Tomb Raider: Curse of the Sword is an action-adventure video game, part of the Tomb Raider series, developed by Core Design and published by Activision under license from Eidos Interactive. It was released for the Game Boy Color in 2001, and is a sequel to the first Tomb Raider for the same system. The next Tomb Raider game for a handheld system was Tomb Raider: The Prophecy for the Game Boy Advance.

Plot 
A long time ago, an evil magician named Madame Paveau rose to power in the underworld of New Orleans using her dark magic and sacrificing humans. The underworld became synonymous with fear, and only with the aid of a powerful, benevolent magician could people rise up against her murderous control. After a mob broke into her mansion and burnt it down, the evil magician was destroyed. Her body was shattered upon jagged precipices on the bottom of a nearby cliff.

People believed they were safe from Madame Paveau and her devilish ways, but they were not aware that one of her apprentices had survived. He performed an ancient rite by her broken body and captured her soul in a sacred container. The minion began his search for a suitable body and the proper spells that would bring his master back to life.

In a dark antiquities museum, Lara Croft witnesses the theft of a powerful sword from the museum. In the confusion and chaos of the theft, Lara is cut by the sword. Her blood on the blade makes hers the body that is needed for the ritual. The minion sets off to gather the remaining objects needed to transfer Madame Paveau's soul into Lara's body.

Lara starts pursuing the cult, hoping to save her soul, eventually tracking them down to The Bahamas. Lara succeeds in retrieving the sword and breaks it in two, preventing Paveau from resurrecting.

## Dataset
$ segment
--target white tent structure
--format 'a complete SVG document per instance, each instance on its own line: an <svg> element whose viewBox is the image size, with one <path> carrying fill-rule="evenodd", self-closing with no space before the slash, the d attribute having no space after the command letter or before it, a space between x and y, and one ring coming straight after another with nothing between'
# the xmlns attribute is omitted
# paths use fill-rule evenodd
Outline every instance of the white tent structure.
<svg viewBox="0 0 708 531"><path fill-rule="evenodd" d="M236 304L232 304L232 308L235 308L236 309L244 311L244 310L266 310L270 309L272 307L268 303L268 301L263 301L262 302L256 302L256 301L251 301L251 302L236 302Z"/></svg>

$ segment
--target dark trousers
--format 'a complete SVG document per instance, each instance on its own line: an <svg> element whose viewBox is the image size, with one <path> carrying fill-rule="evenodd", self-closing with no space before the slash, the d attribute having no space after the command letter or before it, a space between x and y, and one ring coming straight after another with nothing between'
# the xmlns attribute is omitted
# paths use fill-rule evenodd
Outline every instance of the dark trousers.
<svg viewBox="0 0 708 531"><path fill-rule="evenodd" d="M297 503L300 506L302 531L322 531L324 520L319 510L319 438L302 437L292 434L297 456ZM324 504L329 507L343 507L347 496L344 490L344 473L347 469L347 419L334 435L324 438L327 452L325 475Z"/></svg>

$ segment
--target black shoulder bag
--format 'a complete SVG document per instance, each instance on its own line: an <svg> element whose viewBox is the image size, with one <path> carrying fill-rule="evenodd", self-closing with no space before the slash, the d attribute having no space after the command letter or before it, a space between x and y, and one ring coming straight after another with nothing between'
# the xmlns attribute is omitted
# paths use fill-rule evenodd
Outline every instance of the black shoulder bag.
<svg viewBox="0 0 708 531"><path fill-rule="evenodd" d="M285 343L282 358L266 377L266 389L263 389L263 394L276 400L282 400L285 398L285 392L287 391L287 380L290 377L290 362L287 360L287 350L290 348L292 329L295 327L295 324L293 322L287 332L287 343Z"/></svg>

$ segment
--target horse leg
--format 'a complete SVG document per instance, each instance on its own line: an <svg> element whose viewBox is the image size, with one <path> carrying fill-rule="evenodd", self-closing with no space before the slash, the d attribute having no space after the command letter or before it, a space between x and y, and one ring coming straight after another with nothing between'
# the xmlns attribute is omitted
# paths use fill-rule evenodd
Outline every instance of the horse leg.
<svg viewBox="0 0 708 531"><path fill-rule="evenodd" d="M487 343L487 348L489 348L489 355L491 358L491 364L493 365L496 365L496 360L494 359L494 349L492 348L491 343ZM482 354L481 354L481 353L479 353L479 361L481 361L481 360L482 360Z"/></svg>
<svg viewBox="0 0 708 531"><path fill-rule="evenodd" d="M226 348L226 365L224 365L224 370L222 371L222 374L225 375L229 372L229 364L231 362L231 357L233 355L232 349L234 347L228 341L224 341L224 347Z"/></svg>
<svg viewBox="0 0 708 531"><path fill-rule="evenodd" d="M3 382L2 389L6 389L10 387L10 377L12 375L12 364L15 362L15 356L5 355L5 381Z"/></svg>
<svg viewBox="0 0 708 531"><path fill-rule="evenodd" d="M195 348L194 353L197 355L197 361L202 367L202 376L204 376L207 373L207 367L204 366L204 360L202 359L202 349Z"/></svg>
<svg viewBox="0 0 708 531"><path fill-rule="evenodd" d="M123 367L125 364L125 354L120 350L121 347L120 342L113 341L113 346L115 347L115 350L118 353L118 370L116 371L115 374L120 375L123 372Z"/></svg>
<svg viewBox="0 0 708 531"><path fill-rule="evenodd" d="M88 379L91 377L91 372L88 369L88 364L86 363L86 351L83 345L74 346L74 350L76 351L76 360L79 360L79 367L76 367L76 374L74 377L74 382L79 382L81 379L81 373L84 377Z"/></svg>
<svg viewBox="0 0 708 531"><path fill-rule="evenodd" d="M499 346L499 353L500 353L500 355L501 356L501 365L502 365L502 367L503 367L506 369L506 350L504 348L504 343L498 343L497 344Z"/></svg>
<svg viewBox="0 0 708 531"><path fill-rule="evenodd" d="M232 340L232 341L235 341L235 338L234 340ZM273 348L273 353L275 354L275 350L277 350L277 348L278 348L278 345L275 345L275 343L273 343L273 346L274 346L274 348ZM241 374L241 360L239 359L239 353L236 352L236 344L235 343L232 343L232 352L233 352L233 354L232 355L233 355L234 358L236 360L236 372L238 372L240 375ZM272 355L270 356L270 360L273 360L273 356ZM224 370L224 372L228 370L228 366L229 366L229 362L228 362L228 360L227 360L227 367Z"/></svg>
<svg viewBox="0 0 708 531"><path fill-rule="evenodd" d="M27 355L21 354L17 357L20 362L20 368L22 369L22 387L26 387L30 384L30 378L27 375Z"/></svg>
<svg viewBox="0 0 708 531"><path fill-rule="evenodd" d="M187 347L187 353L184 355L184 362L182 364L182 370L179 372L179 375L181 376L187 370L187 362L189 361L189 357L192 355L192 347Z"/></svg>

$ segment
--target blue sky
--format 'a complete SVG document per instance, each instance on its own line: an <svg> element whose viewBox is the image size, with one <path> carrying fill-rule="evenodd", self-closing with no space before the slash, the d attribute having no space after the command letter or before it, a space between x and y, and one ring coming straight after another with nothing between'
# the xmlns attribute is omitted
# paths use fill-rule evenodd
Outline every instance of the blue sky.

--

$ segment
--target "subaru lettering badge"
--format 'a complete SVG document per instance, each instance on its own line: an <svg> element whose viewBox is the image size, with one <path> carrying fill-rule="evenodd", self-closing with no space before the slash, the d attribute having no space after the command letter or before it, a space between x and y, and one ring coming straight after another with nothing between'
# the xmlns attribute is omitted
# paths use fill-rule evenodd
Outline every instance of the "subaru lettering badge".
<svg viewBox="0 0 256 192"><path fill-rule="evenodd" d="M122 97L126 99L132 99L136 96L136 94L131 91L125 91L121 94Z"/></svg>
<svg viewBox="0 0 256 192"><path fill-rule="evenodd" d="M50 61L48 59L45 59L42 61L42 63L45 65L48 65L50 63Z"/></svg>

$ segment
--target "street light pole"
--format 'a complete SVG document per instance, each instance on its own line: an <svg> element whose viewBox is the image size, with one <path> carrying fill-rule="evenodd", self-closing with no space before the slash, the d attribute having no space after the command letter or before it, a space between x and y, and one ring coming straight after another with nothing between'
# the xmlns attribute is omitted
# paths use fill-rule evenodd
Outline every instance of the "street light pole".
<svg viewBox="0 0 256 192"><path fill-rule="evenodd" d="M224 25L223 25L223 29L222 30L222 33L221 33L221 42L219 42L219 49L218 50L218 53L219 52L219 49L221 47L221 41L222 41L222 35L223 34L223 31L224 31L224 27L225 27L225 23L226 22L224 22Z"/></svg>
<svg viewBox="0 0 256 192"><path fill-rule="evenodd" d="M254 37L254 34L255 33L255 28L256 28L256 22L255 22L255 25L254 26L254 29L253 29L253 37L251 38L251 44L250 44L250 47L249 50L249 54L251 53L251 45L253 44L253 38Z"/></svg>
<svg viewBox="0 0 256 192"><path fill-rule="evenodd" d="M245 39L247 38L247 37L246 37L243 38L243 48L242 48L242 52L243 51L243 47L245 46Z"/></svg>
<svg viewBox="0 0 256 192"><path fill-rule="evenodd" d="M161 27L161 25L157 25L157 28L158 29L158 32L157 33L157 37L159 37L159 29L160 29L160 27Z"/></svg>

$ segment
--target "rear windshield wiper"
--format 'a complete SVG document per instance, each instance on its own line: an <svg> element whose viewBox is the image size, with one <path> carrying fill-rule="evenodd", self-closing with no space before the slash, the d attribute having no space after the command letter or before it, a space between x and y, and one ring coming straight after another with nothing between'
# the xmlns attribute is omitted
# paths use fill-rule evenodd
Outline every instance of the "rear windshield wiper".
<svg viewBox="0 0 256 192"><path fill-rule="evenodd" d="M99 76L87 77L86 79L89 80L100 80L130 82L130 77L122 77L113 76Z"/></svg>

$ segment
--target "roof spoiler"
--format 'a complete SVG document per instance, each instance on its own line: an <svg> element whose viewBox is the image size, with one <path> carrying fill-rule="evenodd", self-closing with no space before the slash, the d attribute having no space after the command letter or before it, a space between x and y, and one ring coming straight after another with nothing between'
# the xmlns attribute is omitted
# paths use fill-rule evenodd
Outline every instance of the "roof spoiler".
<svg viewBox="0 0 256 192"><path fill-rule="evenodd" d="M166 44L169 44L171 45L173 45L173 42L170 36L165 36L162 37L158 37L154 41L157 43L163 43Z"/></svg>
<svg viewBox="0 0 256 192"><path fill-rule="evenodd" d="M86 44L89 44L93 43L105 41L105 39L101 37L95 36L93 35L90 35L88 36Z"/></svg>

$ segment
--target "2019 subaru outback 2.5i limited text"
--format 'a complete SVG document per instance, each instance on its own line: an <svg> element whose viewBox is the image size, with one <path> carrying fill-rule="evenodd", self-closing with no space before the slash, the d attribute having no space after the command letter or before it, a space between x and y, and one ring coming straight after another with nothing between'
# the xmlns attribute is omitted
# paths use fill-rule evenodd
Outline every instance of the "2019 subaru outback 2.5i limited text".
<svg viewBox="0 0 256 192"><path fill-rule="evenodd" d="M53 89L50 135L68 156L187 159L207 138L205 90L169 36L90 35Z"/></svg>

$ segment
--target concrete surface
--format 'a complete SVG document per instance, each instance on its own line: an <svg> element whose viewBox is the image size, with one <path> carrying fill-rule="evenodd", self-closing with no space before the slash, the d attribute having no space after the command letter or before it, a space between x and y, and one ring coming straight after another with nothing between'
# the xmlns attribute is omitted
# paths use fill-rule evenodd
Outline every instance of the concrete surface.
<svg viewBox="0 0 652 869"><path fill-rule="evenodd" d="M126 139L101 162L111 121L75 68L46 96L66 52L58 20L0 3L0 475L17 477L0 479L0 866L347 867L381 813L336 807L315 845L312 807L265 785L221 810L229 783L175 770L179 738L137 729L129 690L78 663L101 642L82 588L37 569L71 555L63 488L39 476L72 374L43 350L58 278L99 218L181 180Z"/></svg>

## What to work on
[1] Decide whether each statement below agrees with the Curse of the Sword article above. Answer yes or no for each and quote the deciding words from the article.
(a) Core Design published the game.
(b) Lara is wounded by the sword during the theft.
(c) Lara follows the cult to New Orleans.
[2] Write the next part of the Curse of the Sword article, picking up after its final sentence.

## Answers by task
[1]
(a) No: "developed by Core Design and published by Activision"
(b) Yes: "In the confusion and chaos of the theft, Lara is cut by the sword."
(c) No: "eventually tracking them down to The Bahamas"

[2]
Development
Activision released the second Tomb Raider game for the Game Boy Color, titled Tomb Raider: Curse of the Sword, on 25 June 2001. The game utilises the game engine used for the first Tomb Raider handheld game, and features new challenges, puzzles and enemies According to Craig Harris of IGN, the game sees "Lara Croft get out of the ruins and into the cities as her adventure takes place in locations such as New York and New Orleans".

Curse of the Sword was programmed by Dan Scott and Ian Manders, and was produced by Andy Watt and Mike Schmitt. Jamie Morton and Paul Field served as level designers. The graphics and animations were done by Matt Charlesworth; additional graphics for backgrounds and cutscenes were handled by Fergus Duggan and Paschal McGuire, respectively. The music and sound effects were created by Manfred Linzner.

Reception

The game received an average score of 76.71% at GameRankings, based on an aggregate of 7 reviews.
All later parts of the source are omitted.